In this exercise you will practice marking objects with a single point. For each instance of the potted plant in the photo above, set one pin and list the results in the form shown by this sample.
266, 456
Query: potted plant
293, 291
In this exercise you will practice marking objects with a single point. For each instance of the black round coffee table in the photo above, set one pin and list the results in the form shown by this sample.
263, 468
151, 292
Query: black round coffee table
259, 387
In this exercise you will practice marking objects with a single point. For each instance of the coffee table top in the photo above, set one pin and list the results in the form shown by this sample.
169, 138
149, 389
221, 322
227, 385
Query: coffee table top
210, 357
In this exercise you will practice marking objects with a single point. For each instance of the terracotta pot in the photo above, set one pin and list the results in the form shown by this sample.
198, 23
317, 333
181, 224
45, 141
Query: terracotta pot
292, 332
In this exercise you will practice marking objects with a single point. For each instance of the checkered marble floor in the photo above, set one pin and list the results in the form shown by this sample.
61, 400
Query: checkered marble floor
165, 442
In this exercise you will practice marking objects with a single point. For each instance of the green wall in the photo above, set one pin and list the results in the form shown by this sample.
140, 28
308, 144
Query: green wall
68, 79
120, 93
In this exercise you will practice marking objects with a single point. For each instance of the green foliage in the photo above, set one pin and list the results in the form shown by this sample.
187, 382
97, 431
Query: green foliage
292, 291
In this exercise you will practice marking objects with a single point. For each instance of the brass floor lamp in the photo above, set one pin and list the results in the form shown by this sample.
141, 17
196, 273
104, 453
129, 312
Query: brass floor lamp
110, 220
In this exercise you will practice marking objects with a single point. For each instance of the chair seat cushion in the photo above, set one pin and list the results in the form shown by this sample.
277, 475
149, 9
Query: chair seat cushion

WHAT IS REQUIRED - Render all the data above as a Markdown table with two columns, No. and Text, giving each line its own row number and skipping any blank lines.

OUTPUT -
| No. | Text |
|---|---|
| 1 | In this exercise you will practice marking objects with a single point. For each instance of the potted plant in the photo above, set one pin and list the results in the form shown by this sample. |
| 2 | 266, 456 |
| 3 | Query: potted plant |
| 4 | 293, 291 |
| 5 | In this exercise you will practice marking objects with a single point. For each instance of the black round coffee table in the photo above, set one pin and list the results in the form shown by this sample. |
| 6 | 263, 468 |
| 7 | 151, 292 |
| 8 | Query: black round coffee table |
| 9 | 259, 387 |
| 10 | In this exercise you will practice marking objects with a single point. For each instance of the coffee table top in the photo above, set one pin and list the results in the form shown by this sample. |
| 11 | 169, 138 |
| 12 | 149, 389 |
| 13 | 221, 322 |
| 14 | 227, 385 |
| 15 | Query: coffee table top |
| 16 | 210, 357 |
| 17 | In this exercise you will practice marking objects with a single point. For each instance of the terracotta pot in the photo above, set one pin and list the results in the form shown by this sample. |
| 18 | 198, 23 |
| 19 | 317, 333 |
| 20 | 181, 224 |
| 21 | 45, 141 |
| 22 | Query: terracotta pot |
| 23 | 292, 332 |
| 24 | In this exercise you will practice marking objects with a single point. For each instance of the checkered marble floor in the photo above, set one pin and list the results in the form shown by this sample. |
| 25 | 61, 400 |
| 26 | Query: checkered marble floor |
| 27 | 165, 442 |
| 28 | In this exercise you will practice marking objects with a single point. For each instance of the green wall in the photo above, set one pin and list the results in the form shown by this sample. |
| 29 | 140, 28 |
| 30 | 308, 144 |
| 31 | Query: green wall |
| 32 | 68, 79 |
| 33 | 120, 93 |
| 34 | In this exercise you will practice marking objects with a single point. For each instance of the green foliage in the photo above, set one pin and list the results in the form shown by this sample. |
| 35 | 187, 382 |
| 36 | 97, 431 |
| 37 | Query: green foliage |
| 38 | 292, 291 |
| 39 | In this exercise you will practice marking objects with a single point. For each instance of the brass floor lamp in the photo above, set one pin and list the results in the form shown by this sample. |
| 40 | 141, 17 |
| 41 | 196, 273 |
| 42 | 104, 453 |
| 43 | 129, 312 |
| 44 | Query: brass floor lamp |
| 45 | 110, 220 |
| 46 | In this exercise you will practice marking objects with a single point. For each instance of the chair seat cushion in the photo above, set one pin and list the results in the form shown by this sample. |
| 47 | 277, 475 |
| 48 | 149, 9 |
| 49 | Query: chair seat cushion |